TASK STATEMENT » Using the data below, gather each line that includes the word "clicks".

Stored items from a collection »
::::::::

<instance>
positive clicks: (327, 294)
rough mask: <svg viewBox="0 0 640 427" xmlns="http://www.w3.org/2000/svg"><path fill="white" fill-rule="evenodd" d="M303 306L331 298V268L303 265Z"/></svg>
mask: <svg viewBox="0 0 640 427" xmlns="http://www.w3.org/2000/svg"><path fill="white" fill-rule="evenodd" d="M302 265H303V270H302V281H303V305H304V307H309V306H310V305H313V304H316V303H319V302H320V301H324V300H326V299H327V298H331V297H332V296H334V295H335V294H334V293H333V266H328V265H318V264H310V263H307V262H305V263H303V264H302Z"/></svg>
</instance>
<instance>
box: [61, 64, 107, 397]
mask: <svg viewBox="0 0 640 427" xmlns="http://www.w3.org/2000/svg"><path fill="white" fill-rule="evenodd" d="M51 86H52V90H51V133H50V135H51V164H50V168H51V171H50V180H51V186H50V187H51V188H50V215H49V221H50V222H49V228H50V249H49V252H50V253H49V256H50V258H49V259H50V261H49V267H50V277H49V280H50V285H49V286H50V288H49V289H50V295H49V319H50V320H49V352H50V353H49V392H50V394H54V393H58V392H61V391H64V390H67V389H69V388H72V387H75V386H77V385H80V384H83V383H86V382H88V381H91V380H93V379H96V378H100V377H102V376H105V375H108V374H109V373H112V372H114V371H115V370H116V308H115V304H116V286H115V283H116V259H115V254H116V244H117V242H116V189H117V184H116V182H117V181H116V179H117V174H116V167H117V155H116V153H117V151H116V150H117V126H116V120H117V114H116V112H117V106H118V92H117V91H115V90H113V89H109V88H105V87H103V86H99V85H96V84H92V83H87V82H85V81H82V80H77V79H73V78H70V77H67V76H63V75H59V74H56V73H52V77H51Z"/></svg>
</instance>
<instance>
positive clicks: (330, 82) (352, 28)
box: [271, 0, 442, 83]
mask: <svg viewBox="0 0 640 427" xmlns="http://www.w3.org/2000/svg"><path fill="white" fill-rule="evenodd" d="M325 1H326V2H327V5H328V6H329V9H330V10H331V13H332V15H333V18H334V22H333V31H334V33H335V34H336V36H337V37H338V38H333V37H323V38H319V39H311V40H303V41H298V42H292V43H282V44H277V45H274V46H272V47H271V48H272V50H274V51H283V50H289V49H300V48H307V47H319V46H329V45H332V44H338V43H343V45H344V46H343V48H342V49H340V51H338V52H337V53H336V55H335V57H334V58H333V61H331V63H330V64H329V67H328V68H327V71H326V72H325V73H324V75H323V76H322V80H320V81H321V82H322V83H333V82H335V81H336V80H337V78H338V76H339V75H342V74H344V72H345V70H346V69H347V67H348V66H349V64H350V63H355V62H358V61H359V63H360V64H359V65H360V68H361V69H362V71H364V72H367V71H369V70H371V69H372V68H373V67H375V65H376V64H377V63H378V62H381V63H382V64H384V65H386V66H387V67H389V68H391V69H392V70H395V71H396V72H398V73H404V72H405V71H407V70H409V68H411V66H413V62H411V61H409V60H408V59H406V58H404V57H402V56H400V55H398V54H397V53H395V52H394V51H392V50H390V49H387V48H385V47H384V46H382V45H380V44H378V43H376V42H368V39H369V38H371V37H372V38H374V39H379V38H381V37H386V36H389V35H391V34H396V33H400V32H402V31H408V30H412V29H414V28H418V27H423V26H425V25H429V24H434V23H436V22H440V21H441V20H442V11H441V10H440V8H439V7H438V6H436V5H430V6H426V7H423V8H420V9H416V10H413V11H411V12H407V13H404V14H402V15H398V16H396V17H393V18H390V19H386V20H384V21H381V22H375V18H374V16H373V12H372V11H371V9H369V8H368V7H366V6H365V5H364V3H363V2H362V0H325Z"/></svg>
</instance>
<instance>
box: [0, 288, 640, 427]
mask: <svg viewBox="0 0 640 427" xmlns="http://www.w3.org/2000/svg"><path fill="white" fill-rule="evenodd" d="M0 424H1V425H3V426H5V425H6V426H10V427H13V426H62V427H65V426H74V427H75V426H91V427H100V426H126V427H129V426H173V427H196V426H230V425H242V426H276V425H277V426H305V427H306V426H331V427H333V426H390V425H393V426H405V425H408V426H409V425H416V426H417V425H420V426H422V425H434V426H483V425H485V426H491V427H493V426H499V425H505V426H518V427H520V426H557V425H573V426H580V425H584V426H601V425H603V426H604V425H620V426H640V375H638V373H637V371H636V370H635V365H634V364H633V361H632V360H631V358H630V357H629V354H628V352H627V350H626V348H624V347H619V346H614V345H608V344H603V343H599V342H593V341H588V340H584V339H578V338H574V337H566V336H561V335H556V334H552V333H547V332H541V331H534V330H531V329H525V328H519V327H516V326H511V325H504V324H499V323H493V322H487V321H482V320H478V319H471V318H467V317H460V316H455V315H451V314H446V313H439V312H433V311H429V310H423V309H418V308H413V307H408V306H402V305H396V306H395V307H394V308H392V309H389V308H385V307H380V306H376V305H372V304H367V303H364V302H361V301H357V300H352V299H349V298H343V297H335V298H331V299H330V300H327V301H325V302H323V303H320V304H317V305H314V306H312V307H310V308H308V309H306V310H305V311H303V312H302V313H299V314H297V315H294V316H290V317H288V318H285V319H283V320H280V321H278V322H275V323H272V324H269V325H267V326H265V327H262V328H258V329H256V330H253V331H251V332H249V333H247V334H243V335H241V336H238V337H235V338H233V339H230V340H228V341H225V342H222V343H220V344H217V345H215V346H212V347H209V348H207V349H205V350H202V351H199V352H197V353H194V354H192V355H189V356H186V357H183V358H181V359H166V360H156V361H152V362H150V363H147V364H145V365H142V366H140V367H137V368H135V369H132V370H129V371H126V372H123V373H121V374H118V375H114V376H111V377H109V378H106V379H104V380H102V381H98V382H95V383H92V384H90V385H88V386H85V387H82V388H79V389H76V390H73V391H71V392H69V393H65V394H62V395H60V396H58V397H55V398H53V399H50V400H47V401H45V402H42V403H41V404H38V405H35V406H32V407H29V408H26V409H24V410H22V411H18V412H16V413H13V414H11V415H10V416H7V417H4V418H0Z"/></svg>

::::::::

ANSWER BOX »
positive clicks: (327, 294)
positive clicks: (330, 82) (352, 28)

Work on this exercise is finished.